(Source data)
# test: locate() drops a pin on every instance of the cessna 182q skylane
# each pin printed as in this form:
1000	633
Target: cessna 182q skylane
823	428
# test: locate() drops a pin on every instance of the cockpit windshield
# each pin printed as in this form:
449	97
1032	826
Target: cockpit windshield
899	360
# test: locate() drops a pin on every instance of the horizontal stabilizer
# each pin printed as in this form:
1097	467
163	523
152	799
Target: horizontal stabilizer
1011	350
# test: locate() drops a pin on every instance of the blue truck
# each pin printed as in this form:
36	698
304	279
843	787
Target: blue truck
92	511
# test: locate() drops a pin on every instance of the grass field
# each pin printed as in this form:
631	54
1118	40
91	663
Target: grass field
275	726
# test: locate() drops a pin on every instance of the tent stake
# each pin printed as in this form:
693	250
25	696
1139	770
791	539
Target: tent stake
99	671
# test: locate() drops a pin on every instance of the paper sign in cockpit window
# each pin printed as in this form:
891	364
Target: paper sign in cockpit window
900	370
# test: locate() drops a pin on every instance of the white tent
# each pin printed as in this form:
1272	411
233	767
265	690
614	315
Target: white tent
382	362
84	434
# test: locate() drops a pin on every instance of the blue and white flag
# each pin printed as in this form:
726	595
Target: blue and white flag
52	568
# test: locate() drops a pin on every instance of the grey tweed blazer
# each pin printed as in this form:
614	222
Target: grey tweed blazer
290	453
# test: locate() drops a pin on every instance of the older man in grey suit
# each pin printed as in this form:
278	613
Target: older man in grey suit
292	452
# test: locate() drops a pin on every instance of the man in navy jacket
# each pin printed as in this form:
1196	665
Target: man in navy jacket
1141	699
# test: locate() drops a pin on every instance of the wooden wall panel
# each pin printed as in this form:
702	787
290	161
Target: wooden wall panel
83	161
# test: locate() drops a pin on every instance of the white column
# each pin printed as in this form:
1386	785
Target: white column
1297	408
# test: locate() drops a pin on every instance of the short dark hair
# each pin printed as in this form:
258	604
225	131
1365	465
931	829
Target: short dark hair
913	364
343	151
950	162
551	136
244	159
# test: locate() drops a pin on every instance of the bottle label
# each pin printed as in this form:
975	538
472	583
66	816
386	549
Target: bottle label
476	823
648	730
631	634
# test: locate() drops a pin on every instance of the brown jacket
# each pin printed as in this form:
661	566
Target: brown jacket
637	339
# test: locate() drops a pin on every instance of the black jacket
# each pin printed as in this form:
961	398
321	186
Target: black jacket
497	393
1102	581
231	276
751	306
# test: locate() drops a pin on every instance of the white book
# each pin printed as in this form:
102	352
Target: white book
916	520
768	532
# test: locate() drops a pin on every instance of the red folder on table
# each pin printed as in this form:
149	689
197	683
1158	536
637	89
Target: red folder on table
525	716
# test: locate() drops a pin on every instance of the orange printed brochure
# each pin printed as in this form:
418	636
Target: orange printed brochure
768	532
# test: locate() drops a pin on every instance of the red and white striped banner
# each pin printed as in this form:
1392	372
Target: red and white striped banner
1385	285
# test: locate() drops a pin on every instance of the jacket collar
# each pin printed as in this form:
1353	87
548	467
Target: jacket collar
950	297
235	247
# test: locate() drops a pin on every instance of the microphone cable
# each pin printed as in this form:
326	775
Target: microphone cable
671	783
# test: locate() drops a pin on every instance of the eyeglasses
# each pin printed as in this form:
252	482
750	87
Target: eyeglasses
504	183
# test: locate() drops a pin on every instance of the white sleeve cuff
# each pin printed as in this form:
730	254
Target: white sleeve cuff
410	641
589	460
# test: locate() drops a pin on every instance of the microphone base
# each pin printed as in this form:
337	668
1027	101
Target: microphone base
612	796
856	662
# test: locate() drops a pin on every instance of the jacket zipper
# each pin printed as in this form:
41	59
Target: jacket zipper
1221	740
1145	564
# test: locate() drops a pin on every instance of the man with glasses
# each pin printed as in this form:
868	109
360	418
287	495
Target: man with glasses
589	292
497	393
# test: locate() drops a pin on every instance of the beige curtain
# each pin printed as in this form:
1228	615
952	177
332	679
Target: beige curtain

* **Exercise requirements**
Look over the records above, and wherever a line contains the string "curtain", copy that line.

* **Exercise result**
# test: locate() drops a pin on every instance of the beige curtain
Target: beige curtain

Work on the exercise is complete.